▶ WHAT IS BEING ASKED:
Having found the line containing "Question. Locate the white" in the data below, reproduce that line and each one after it to the end, exactly, and include nothing else.

Dataset entries:
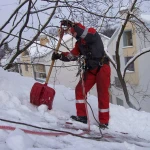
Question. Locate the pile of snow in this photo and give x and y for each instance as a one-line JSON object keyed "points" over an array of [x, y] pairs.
{"points": [[15, 106]]}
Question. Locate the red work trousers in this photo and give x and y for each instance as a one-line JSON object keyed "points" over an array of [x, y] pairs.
{"points": [[102, 80]]}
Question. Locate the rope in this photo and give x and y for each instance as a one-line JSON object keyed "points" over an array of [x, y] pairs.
{"points": [[54, 133]]}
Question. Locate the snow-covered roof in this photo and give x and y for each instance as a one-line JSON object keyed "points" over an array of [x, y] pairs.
{"points": [[36, 50]]}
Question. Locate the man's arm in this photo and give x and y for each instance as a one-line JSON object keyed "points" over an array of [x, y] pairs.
{"points": [[67, 56]]}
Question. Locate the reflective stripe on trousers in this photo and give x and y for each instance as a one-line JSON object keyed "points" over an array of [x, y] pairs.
{"points": [[80, 101], [104, 110]]}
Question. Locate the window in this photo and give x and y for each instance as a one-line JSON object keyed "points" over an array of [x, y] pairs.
{"points": [[117, 83], [114, 58], [131, 66], [26, 68], [119, 101], [39, 71], [40, 68], [127, 38]]}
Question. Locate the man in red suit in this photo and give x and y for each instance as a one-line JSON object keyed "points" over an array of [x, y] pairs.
{"points": [[97, 69]]}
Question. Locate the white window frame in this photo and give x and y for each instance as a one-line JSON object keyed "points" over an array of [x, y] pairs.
{"points": [[131, 66], [126, 41]]}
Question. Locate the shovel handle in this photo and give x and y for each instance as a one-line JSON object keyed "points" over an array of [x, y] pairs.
{"points": [[56, 50]]}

▶ RESULT FOR THIS TASK:
Question. Locate the white window frame in this photo and give x and y for each instance as a one-line JSON object keyed "points" over an array of [x, y] pairs.
{"points": [[131, 66], [126, 41]]}
Question. Locate the shovel handle in this photo and give x and y for each instance as a one-line JSON object keyed "points" over an array of [x, y] pairs.
{"points": [[56, 50]]}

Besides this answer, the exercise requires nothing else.